Objective: Below, list every line of the data that contains the word "block".

# START OF Data shown

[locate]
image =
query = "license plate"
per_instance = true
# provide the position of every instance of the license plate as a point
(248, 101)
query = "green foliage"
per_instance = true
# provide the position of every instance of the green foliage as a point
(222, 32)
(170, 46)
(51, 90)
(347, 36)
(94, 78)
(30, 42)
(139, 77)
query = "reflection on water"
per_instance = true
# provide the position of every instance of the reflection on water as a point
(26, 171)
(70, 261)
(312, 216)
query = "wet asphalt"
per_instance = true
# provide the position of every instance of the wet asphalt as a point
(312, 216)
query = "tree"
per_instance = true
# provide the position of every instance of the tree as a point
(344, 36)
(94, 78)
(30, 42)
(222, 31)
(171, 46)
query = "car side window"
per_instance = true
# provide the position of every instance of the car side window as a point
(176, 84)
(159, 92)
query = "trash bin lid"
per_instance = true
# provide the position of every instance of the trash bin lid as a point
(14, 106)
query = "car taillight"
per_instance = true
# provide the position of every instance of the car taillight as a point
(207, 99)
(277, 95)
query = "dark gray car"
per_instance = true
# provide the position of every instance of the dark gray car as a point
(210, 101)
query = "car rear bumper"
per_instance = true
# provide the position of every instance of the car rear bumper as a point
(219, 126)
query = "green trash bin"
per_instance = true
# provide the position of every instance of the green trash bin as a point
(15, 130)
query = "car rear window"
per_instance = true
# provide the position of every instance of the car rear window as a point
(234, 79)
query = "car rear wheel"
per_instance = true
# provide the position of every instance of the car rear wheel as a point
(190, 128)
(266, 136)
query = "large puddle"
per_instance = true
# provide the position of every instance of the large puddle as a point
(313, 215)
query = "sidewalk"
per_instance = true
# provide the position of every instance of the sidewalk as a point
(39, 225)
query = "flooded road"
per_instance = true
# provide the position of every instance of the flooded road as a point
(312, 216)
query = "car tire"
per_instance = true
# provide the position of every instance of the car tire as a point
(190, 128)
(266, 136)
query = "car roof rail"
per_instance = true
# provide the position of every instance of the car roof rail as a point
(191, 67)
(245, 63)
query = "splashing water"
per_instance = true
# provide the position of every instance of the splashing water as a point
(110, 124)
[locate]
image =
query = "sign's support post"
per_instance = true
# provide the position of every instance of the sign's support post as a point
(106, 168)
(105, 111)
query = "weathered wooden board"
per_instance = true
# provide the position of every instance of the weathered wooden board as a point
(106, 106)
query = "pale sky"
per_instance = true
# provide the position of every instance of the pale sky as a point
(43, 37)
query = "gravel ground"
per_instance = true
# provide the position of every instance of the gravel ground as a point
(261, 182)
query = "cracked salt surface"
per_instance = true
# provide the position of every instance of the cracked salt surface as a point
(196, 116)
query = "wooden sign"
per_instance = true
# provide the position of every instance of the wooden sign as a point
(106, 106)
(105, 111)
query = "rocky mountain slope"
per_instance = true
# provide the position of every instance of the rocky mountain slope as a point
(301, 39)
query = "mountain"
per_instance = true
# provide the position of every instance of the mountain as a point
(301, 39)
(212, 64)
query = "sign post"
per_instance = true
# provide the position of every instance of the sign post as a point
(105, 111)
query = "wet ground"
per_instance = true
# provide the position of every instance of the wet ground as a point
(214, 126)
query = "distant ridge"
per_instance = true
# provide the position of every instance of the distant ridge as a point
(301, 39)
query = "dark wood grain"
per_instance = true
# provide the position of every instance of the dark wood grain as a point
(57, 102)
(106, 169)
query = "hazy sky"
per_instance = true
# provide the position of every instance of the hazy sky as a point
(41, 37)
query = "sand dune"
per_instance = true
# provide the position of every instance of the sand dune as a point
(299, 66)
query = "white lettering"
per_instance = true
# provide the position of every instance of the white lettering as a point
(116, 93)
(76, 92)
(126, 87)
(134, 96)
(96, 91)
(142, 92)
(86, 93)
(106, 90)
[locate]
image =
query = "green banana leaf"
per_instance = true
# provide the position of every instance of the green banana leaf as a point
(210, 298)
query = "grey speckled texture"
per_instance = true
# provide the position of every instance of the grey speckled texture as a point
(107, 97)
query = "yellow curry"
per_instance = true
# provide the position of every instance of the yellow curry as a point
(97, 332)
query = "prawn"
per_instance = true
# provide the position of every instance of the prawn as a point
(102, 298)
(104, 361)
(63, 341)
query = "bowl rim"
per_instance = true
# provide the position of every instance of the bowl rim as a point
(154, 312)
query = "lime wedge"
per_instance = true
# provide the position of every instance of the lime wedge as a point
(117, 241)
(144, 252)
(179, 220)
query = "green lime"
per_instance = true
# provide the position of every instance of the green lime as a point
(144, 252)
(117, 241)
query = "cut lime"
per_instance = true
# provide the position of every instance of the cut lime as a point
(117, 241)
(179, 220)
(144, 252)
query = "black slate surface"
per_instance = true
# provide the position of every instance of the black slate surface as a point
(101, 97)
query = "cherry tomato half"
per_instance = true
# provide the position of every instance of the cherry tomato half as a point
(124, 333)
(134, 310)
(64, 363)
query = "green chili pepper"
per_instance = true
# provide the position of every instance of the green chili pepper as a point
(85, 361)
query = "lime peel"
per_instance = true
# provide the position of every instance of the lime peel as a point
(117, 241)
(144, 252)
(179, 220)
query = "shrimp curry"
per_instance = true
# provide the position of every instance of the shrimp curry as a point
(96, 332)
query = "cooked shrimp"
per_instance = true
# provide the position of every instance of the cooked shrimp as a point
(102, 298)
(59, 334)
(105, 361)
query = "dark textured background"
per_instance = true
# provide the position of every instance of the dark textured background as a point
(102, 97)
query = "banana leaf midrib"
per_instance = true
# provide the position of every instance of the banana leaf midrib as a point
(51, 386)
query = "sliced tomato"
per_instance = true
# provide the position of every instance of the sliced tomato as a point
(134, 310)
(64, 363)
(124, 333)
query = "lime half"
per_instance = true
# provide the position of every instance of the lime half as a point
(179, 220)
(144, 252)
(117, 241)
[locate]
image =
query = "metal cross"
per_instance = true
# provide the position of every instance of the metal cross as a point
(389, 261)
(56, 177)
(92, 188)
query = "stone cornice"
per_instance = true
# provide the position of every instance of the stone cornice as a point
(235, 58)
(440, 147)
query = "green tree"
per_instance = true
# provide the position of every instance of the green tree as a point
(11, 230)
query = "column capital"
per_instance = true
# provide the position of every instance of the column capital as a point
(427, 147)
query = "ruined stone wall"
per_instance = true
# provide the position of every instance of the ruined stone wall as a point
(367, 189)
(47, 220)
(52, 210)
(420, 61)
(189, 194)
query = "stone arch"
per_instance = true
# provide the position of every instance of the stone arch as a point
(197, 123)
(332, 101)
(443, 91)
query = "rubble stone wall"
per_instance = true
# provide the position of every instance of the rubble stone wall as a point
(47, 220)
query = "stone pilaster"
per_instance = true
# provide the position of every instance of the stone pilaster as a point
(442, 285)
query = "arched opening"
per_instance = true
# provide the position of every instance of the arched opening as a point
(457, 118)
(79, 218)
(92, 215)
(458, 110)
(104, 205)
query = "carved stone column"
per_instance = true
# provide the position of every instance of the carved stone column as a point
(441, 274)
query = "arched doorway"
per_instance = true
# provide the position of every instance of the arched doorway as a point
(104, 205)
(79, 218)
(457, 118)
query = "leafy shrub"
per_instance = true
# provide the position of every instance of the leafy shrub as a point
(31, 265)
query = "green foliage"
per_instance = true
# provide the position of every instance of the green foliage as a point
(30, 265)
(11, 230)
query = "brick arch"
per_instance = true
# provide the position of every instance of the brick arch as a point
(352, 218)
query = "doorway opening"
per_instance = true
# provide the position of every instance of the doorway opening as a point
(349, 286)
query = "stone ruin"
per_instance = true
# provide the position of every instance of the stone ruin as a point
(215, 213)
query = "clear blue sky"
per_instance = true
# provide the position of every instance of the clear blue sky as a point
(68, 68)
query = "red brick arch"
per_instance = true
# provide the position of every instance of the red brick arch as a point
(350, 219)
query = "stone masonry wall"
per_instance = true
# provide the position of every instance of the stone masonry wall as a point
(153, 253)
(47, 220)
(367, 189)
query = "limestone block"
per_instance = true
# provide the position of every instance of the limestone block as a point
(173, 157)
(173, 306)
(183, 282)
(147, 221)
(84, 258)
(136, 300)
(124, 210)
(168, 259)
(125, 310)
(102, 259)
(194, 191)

# END OF Data shown
# START OF Data shown

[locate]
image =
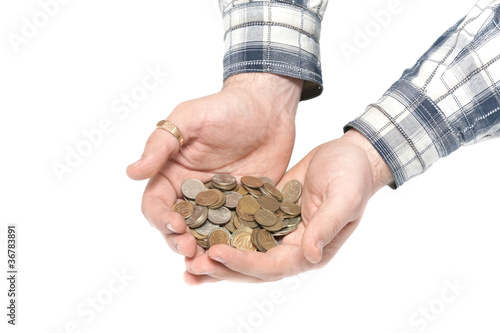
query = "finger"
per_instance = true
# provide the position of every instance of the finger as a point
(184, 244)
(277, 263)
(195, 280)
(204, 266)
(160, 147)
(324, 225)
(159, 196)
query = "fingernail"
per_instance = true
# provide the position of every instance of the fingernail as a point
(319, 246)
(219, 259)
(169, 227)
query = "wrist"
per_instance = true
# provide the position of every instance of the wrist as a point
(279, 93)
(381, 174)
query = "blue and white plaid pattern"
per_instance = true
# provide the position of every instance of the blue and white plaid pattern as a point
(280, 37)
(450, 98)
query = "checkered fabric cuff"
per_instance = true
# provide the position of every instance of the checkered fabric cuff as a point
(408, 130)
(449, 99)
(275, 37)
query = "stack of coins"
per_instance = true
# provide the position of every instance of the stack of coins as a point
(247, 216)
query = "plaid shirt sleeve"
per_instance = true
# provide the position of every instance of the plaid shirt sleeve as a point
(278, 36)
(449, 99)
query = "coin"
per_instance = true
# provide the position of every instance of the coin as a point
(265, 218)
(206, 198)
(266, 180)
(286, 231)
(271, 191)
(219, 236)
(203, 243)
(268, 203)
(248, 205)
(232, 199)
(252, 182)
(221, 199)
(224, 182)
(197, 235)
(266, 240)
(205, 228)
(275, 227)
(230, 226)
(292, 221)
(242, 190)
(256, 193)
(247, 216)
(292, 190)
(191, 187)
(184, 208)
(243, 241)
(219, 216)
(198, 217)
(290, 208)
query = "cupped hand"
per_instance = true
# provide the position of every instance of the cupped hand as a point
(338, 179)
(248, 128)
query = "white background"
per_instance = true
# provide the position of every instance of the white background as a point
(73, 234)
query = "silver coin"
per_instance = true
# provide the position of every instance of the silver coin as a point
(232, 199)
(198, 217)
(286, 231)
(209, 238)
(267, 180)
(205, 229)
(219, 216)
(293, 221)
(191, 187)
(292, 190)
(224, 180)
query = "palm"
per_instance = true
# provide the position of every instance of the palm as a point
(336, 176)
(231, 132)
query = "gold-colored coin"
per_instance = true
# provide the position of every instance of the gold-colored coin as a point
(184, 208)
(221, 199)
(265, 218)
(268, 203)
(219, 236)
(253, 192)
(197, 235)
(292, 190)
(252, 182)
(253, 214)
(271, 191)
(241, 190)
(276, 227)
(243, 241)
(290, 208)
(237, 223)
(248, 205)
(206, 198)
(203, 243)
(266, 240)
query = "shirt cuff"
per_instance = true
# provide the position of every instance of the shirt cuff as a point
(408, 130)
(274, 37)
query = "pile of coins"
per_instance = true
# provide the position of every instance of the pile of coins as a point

# END OF Data shown
# START OF Data shown

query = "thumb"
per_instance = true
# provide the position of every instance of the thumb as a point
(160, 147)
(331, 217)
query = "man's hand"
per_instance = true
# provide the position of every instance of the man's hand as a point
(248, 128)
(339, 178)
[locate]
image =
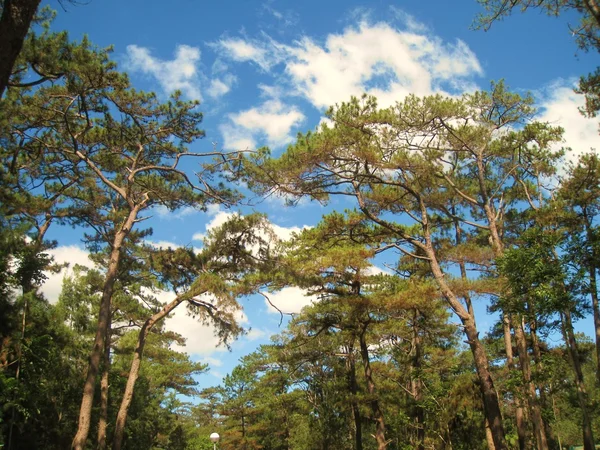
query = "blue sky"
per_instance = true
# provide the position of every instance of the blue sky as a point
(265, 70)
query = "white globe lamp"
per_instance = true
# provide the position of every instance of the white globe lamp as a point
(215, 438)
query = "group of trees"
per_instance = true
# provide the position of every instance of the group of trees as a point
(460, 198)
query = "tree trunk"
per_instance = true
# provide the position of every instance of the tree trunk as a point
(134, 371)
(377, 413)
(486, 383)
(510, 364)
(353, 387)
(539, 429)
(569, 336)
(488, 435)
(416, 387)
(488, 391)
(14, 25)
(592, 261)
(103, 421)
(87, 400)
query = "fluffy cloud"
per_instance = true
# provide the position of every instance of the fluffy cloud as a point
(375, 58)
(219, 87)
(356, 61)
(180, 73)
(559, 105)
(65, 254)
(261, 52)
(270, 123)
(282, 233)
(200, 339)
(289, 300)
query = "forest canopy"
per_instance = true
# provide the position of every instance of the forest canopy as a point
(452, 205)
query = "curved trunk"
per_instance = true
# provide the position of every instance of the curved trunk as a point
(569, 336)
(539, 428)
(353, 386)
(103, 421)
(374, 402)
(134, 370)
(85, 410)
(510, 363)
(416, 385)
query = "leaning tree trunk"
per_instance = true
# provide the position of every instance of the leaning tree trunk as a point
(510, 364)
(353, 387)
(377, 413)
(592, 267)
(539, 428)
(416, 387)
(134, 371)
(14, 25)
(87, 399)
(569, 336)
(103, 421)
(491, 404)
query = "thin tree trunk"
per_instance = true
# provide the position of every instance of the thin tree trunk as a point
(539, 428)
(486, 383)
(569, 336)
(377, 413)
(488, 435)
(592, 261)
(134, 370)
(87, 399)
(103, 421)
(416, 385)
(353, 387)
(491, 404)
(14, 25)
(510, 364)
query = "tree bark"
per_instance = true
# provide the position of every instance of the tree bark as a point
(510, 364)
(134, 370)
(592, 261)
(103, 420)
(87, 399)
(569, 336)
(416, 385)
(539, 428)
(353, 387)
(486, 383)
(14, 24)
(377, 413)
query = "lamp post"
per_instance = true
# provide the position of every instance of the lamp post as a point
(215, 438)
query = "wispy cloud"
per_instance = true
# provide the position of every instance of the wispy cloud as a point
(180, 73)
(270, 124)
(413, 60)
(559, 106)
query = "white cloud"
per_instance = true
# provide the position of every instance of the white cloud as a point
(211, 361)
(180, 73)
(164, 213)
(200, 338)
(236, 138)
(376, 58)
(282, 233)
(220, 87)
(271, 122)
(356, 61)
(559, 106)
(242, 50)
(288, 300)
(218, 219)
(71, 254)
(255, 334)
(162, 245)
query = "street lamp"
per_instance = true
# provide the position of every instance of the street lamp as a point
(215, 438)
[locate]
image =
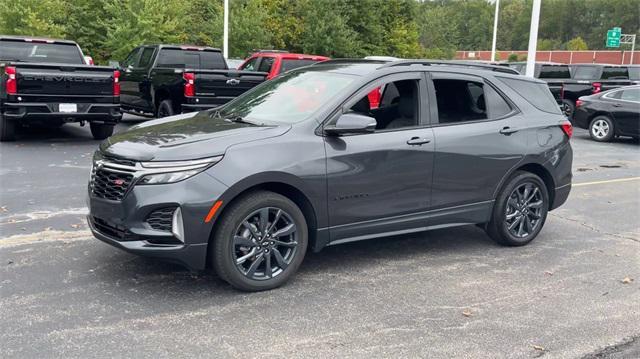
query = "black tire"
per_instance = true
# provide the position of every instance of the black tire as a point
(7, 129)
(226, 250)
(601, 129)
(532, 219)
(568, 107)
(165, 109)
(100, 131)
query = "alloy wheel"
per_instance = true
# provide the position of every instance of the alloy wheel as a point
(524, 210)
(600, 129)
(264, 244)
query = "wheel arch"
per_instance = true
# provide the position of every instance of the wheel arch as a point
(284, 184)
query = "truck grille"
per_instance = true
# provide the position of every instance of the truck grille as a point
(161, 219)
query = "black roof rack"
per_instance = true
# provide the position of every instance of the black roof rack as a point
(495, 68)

# END OF Data shown

Answer for this exercise:
query = "limestone block"
# provide the position of every instance of the limestone block as a point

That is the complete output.